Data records
· · ·

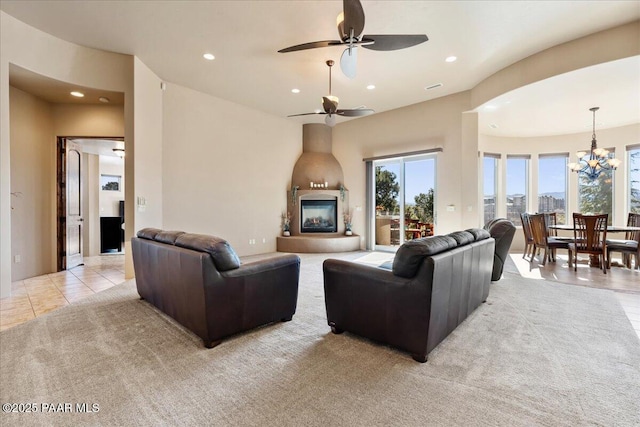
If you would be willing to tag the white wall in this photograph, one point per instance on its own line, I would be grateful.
(33, 157)
(615, 139)
(226, 169)
(44, 54)
(433, 124)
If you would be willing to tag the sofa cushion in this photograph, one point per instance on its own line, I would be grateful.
(410, 255)
(479, 233)
(148, 233)
(462, 237)
(223, 255)
(168, 237)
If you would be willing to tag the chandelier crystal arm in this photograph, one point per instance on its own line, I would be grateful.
(598, 160)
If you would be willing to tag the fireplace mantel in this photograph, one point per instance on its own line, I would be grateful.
(293, 206)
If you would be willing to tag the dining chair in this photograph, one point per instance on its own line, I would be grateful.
(528, 237)
(629, 246)
(590, 237)
(542, 240)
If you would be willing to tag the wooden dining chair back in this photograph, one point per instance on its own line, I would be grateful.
(630, 246)
(551, 219)
(590, 235)
(528, 237)
(542, 240)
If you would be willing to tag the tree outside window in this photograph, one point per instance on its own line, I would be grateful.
(634, 180)
(387, 189)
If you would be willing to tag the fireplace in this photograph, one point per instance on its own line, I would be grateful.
(318, 216)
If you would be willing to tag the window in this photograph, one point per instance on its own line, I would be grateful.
(517, 186)
(404, 190)
(596, 196)
(110, 182)
(552, 185)
(633, 154)
(490, 185)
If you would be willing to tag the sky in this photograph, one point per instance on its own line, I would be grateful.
(419, 176)
(552, 172)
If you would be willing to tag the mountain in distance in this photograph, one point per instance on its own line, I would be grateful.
(555, 195)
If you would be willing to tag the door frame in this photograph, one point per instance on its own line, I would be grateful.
(61, 196)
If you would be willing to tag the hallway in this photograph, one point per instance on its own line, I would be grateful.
(38, 295)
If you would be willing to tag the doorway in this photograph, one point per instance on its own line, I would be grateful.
(404, 191)
(90, 196)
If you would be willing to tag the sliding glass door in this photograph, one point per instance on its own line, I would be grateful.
(404, 190)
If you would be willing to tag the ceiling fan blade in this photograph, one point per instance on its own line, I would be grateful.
(353, 19)
(305, 114)
(355, 113)
(348, 62)
(311, 45)
(328, 105)
(394, 41)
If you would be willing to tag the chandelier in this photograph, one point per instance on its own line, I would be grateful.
(598, 160)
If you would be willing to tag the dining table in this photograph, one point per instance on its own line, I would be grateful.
(610, 228)
(593, 259)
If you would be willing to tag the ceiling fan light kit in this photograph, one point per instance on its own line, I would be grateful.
(330, 106)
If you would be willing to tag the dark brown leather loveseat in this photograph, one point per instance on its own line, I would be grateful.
(199, 281)
(434, 284)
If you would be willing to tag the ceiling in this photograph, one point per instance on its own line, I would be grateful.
(170, 37)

· · ·

> EXERCISE DIRECTIONS:
Could you return all of the entries above exactly, without any images?

> SOLUTION TO THIS EXERCISE:
If you would be willing to tag the white wall in this photograph, one point per instance on its own line, I would be grateful.
(33, 157)
(615, 139)
(226, 169)
(44, 54)
(433, 124)
If you would be willing to tag the sofa cushion in this photograph, one point per instance on its own line, I would be grateful.
(410, 255)
(479, 233)
(148, 233)
(462, 237)
(223, 255)
(168, 237)
If you would be willing to tag the chandelier crystal arm in this photograph, one point per instance on its own line, I would be grateful.
(598, 160)
If you would be willing to tag the fireplace mantel in this photograph, one point per instance on its own line, I would be grateful.
(293, 206)
If you would be willing to tag the dining chair in this photograph, one point per instance on its own line, I would be grateful.
(528, 237)
(629, 246)
(590, 237)
(542, 240)
If you would be willing to tag the wooden dining chair back in this photograph, one point per instance on its own line, I would be grateful.
(630, 246)
(551, 219)
(590, 235)
(528, 237)
(542, 240)
If you would be willing to tag the tree outside window in this photograph, one point per instance on its own line, I would be grateful.
(634, 180)
(387, 189)
If you would be willing to tag the fireplace in this photograph, one point per instance on its own line, I would be grateful.
(318, 216)
If you would be willing to tag the window in this photograph, one point per instance on its own line, I would be grateful.
(517, 186)
(404, 190)
(596, 196)
(110, 182)
(552, 185)
(633, 154)
(490, 185)
If you would be willing to tag the sky in this photograph, one point per instance on its own line, I would be grateful.
(419, 176)
(552, 172)
If you would be willing to tag the mountain in distance in this photograph, one point per instance on its own line, I would be grateful.
(555, 195)
If you would be willing to tag the door frame in this photograph, one point per instance on its own line, I would be grateful.
(61, 196)
If you would be willing to tag the hallway in this photograph, one point per instance on its own line, I would be grateful.
(38, 295)
If you would be willing to tag the doorway in this photograph, one point per instance on its own line, I would be grateful.
(404, 191)
(90, 196)
If you would be willing to tag the sliding glass door in this photograph, one point per instance on its own line, I would be grateful.
(404, 190)
If you would be willing to tag the ceiling fan blade in this photograph, one point per instance on its own line, I would be grateful.
(353, 19)
(305, 114)
(355, 113)
(348, 62)
(311, 45)
(328, 105)
(394, 41)
If you would be willing to tag the chandelier in this photograph, one point per instance on its own line, I would be grateful.
(598, 160)
If you would be willing to tag the dining table in this photograph, one point per instance on its own line, I would be grateful.
(610, 228)
(593, 259)
If you would be willing to tag the ceiling fan light kit in this photograph, one point per instance on its own line, I would be grateful.
(330, 106)
If you would be willing to tag the dark brown leather loveseat in this photograph, one point per instance on its own line, I would be grateful.
(199, 281)
(434, 284)
If you would be willing to tag the ceiling in this photograph, one point per instance on its own line, I would be grateful.
(170, 37)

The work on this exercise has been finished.